▶ _Texte source_:
────────
Regarder un match de foot à la télévision ? Aujourd’hui, je le fais de moins en moins. J’apprécie davantage l’expérience au stade : les sensations, l’ambiance, l’émotion… c’est un plaisir unique. Mais allumer la télé pour suivre un match, ce n’est plus pareil. Hier, par exemple, j’ai regardé le match PSG-Salzbourg… sans vraiment le regarder. Aujourd’hui, tout semble tourner autour de la critique facile, des analyses à outrance et des avis donnés sans réflexion. Les matchs que l’on regarde semblent parfois plus axés sur le business que sur le football lui-même. J’ai l’impression que l’identité du football commence à se perdre.

Dans le football amateur, je vois une autre réalité. Beaucoup de parents sont obsédés par l’aspect financier, inspirés par des joueurs comme Mbappé. Ils rêvent que leurs enfants, qu’ils soient filles ou garçons, deviennent les prochains Mbappé. Ce milieu devient de plus en plus complexe. Ayant coaché des jeunes, des débutants aux U5 et U6, j’ai observé les comportements des parents et des joueurs. Ce qui m’interpelle, c’est cette surabondance d’avis. Parfois, ces avis n’apportent rien d’intéressant. Si un avis est constructif et encourage l’échange, il peut être enrichissant. Mais lorsqu’il s’agit simplement de vouloir avoir raison, cela ne mène nulle part. Dans ce cas, il n’y a ni débat ni dialogue, alors ça ne sert à rien d’engager la conversation.

Je dois avouer que je prends moins de plaisir à regarder le football qu’avant. Ce soir, il y a Arsenal-Monaco, et je vais le regarder, car j’apprécie ces deux clubs. J’aime ce que fait Arteta, et l’Emirates Stadium, que j’ai eu la chance de visiter, est un endroit exceptionnel. Mais par exemple, le match Juventus-Manchester City ne m’attire pas. Entre un City en difficulté avec Guardiola et une Juventus qui tente de retrouver son histoire, ça ne m’intéresse pas. Autrefois, une affiche comme Juventus-City aurait été un événement incontournable. Maintenant, je préfère parfois mettre une série sur Netflix.

 

« On s’identifie moins au football

d’aujourd’hui. »

 

ATS – Pensez-vous que certains joueurs ont pris la grosse tête ? Selon vous, la présence de trop d’égos dans le milieu du football nuit-elle à la passion des véritables puristes ?

Je ne dirais pas que les joueurs ont « la grosse tête », mais je pense qu’on s’identifie moins au football d’aujourd’hui. Prenons l’exemple de l’Olympique Lyonnais à l’époque de Juninho, Cris, et leurs coéquipiers. C’était une équipe qui faisait rêver, par leur manière de jouer, de communiquer et de se comporter. Aujourd’hui, j’ai l’impression que la critique des fans est devenue trop facile. Et quand on essaie de discuter avec un joueur, on se heurte souvent à un certain ego.
────────
▶ _Entrées extraites_:
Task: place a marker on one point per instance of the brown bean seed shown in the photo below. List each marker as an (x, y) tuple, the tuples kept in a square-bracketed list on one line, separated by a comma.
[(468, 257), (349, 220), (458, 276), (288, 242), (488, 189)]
────────
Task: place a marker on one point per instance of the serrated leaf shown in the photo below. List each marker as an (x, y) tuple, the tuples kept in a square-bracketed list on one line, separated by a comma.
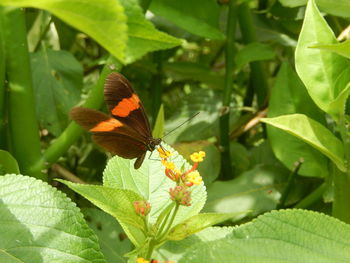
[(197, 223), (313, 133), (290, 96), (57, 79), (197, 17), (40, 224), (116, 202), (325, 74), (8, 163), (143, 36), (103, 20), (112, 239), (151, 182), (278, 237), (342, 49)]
────────
▶ _Tâches à réaliser_:
**1)** Quels clubs de football le texte source nomme-t-il ? Donnez-les tous.
**2)** Répondez à ces questions à partir du texte source :
(a) Quel match est cité comme regardé « hier » ?
(b) Quelles catégories de jeunes joueurs ont été coachées ?
(c) Quel stade est qualifié d'endroit exceptionnel ?
**3)** Pouvez-vous reprendre sous forme de liste le paragraphe du texte source qui commence par « Dans le football amateur, je vois une autre réalité » en conservant ses faits principaux ?
Seul le texte source doit servir de base.

▶ _Solutions complètes_:
**1)** PSG, Salzbourg, Arsenal, Monaco, Juventus, Manchester City, Olympique Lyonnais

**2)**
(a) PSG-Salzbourg.
(b) Des débutants aux U5 et U6.
(c) L'Emirates Stadium.

**3)**
- Dans le football amateur, beaucoup de parents sont obsédés par l'aspect financier, inspirés par des joueurs comme Mbappé.
- Ils rêvent que leurs enfants, filles ou garçons, deviennent les prochains Mbappé.
- Ce milieu devient de plus en plus complexe.
- Le coaching de jeunes, des débutants aux U5 et U6, a permis d'observer les comportements des parents et des joueurs.
- Ce qui interpelle, c'est la surabondance d'avis, qui parfois n'apportent rien d'intéressant.
- Un avis constructif qui encourage l'échange peut être enrichissant.
- Vouloir simplement avoir raison ne mène nulle part : sans débat ni dialogue, engager la conversation ne sert à rien.